* [The problem] Leave out every picture, and restate word for word only the lines from the one containing "tire on this basis." through the end of the material.
— START —
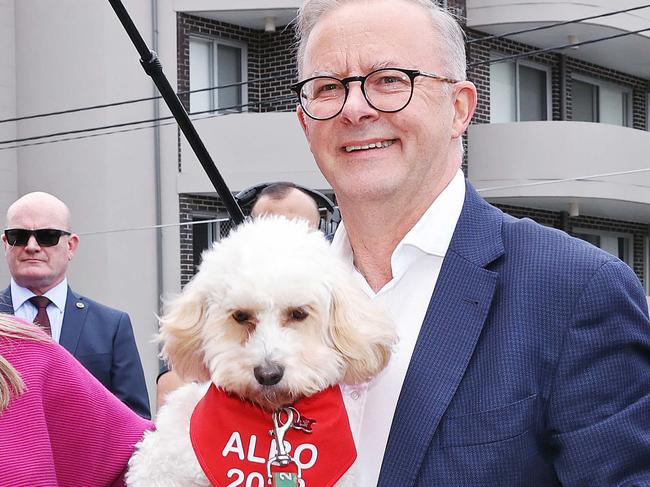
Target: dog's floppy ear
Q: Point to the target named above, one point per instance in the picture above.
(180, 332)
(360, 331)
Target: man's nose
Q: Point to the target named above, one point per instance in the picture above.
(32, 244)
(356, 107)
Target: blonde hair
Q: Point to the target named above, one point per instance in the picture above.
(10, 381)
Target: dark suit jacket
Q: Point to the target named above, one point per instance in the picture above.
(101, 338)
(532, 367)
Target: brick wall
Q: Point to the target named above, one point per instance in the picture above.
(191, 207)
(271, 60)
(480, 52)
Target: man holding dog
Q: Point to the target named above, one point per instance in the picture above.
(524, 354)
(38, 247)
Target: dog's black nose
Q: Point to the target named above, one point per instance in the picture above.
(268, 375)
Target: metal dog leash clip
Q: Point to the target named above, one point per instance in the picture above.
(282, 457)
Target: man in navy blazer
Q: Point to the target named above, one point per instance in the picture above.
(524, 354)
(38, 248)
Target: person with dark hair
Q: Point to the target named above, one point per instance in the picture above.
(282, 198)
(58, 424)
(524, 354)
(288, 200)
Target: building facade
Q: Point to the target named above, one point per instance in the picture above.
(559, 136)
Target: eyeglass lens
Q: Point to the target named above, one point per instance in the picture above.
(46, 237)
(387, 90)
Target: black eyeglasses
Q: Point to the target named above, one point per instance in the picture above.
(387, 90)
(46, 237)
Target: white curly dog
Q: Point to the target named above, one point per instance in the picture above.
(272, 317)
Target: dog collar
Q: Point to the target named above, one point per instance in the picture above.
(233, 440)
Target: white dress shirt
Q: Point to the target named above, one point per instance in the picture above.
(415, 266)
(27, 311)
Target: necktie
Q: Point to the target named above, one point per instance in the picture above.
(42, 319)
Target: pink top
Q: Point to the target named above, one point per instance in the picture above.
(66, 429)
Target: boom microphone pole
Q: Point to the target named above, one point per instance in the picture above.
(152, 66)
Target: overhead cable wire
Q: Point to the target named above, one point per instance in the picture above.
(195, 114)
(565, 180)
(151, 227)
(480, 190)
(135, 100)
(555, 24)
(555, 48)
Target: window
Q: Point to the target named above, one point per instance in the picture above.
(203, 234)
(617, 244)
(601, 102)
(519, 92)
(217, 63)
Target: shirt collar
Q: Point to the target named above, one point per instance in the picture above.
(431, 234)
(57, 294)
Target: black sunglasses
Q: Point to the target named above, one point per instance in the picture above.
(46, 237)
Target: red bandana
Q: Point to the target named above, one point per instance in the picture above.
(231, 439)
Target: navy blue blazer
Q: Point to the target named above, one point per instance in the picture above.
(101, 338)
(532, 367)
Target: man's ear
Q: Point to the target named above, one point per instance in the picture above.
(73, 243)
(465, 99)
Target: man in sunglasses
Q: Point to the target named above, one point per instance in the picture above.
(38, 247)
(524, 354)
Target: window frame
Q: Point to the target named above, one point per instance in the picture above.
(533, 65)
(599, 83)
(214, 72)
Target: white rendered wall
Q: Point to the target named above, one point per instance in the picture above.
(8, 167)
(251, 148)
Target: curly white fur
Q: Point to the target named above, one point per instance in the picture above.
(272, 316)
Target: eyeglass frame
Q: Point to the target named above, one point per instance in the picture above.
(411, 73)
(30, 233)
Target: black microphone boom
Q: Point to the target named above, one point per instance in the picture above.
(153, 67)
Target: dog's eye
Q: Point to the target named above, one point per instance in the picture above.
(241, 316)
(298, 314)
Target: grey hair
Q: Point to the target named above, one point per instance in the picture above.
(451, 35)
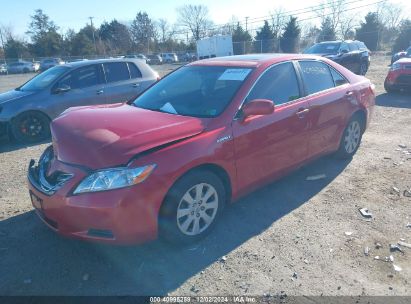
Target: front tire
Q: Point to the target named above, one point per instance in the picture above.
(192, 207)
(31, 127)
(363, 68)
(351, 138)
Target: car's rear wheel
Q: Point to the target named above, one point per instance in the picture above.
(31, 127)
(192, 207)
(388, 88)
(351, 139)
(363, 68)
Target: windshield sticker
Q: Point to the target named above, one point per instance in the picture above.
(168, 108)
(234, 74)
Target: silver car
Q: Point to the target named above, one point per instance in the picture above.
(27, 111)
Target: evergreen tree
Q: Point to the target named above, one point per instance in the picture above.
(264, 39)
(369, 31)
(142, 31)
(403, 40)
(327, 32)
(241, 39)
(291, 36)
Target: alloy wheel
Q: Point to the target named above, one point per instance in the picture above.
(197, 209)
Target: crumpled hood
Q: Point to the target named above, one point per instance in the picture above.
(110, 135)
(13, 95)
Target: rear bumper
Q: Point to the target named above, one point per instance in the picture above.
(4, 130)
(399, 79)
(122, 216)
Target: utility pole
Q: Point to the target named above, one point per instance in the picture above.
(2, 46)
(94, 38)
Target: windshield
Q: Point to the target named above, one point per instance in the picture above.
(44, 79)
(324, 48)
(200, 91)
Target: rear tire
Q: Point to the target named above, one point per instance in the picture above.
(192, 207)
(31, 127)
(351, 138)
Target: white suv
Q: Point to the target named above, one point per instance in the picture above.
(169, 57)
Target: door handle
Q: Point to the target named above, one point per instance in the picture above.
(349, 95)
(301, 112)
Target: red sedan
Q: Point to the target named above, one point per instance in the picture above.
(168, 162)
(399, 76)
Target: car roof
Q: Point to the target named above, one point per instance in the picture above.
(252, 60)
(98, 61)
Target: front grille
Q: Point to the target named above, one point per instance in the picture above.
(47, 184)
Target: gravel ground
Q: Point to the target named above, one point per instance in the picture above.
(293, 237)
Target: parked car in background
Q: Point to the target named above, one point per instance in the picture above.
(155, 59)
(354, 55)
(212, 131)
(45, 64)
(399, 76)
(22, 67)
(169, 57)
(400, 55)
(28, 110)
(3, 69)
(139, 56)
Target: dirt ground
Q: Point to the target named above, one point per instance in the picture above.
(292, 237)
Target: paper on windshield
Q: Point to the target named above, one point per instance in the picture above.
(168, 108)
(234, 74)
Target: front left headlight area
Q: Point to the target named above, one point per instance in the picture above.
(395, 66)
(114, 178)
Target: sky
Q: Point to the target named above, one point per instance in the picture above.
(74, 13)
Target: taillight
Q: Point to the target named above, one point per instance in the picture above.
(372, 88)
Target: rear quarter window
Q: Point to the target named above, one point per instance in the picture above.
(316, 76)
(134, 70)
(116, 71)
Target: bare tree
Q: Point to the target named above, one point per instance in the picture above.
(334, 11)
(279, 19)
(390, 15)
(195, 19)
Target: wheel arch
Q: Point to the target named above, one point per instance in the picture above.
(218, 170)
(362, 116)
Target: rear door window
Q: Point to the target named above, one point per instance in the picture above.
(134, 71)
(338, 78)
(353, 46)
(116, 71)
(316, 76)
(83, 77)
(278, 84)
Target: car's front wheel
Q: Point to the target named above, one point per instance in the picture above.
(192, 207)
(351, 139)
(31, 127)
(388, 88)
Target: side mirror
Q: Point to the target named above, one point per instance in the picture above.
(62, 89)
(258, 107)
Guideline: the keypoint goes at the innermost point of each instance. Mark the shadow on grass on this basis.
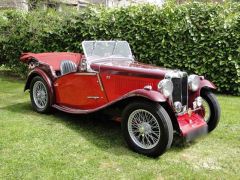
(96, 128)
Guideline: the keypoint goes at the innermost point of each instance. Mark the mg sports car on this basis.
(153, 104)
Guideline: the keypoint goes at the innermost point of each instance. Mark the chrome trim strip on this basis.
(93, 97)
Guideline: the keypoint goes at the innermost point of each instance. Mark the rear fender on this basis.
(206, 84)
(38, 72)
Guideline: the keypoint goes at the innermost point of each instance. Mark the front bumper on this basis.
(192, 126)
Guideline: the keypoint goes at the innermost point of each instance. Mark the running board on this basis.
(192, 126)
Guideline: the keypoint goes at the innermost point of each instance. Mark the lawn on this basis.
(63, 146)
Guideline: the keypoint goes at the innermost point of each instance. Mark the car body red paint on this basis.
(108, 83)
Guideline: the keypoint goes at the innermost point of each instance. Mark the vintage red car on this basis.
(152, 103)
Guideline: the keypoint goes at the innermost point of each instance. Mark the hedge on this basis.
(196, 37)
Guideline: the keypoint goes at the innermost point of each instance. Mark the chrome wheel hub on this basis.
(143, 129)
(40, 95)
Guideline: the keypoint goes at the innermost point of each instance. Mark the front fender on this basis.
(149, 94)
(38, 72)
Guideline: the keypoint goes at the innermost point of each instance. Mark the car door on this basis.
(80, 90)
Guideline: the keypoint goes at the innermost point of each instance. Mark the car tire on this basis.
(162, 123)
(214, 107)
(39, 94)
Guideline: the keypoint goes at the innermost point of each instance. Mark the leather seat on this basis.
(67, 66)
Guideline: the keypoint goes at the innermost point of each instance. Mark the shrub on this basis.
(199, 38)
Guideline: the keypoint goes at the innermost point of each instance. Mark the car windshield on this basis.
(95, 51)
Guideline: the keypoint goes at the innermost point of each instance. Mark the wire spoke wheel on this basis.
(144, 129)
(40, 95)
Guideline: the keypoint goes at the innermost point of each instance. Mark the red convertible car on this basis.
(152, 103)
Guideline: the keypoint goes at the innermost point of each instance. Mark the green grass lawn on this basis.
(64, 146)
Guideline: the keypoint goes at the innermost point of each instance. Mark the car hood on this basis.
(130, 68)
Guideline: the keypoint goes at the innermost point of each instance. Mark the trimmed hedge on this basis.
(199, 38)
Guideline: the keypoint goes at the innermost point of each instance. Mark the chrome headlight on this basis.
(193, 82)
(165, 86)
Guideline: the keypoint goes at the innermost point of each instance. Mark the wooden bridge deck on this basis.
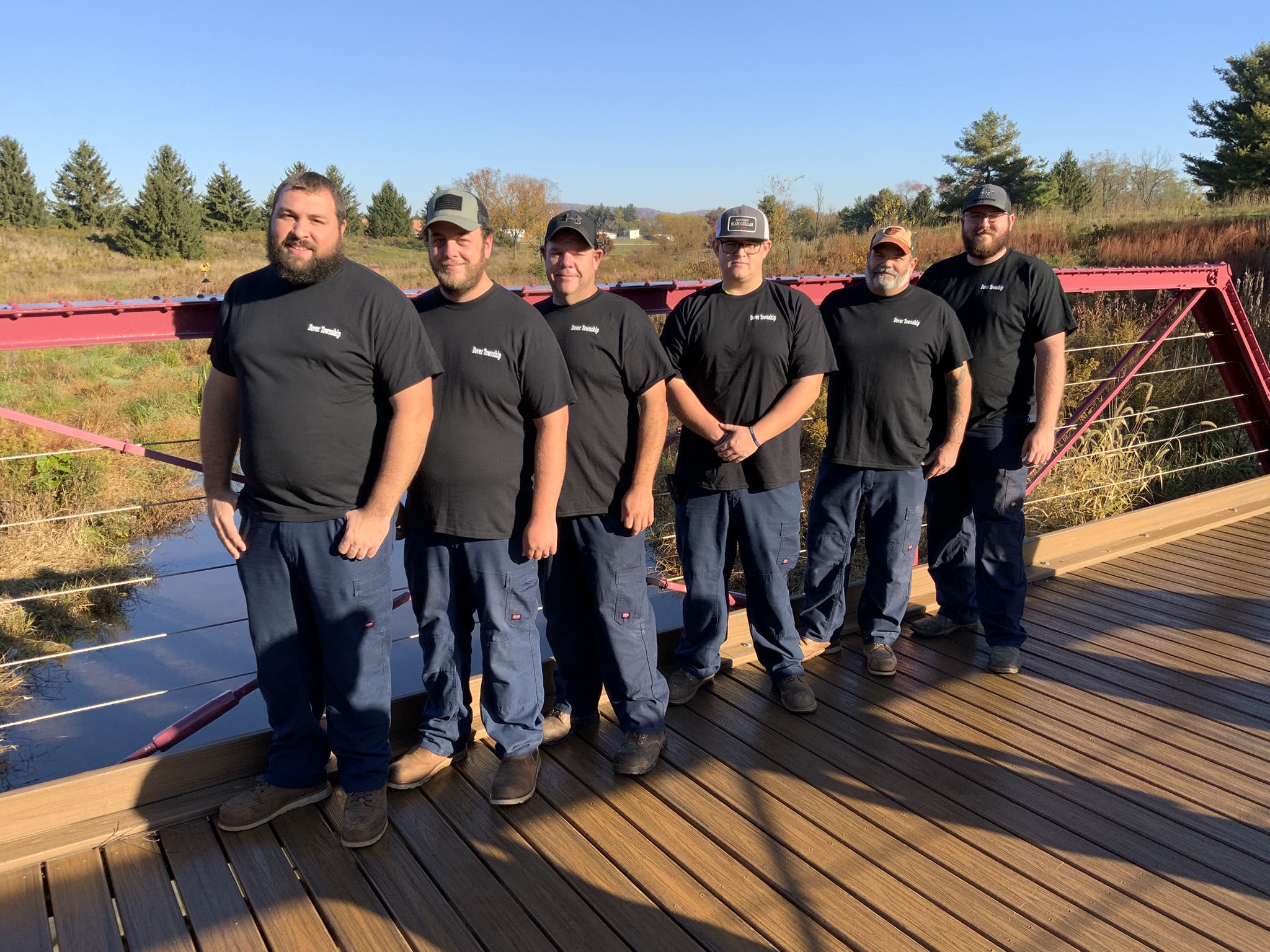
— END —
* [Solution to the problem]
Guideline: the keypoint goes at the innermost point of each instance. Mark the car tire on this basis.
(162, 123)
(214, 107)
(39, 94)
Guideline: the keypoint goes at the innermost point of each instance. Mark the leather seat on this basis.
(67, 66)
Guideline: the keypoint goes at the innermost point of each instance. Mark the shrub on this basis.
(199, 38)
Guideline: the keypoint goes at the innermost point of each instance. Mark the car windshield on this basis.
(95, 51)
Guideline: the keypoint goes at the innermost point of each instance. Mark the wire spoke wheel on this basis.
(144, 129)
(40, 95)
Guideline: the keypoint goes at the innermost point of each instance. Mark the red convertible car on this basis.
(152, 103)
Guideline: the keypoint goes at the innermost point of each instance. Mark the green grass lawn on this basis.
(64, 146)
Guideline: the keypoint goes at the innermost point of each instance. Mark the car hood on this basis.
(130, 68)
Guideline: the keypoint goes at the innermost point of each instance. Mark the trimmed hedge on this basis.
(199, 38)
Guideline: the keypoint goes at the innermost point of each instance. Mark the chrome headlight on this basis.
(193, 82)
(165, 86)
Guideline: the keypoint goes at the innermost point of each instance. Mark the wooden bridge deck on this basis.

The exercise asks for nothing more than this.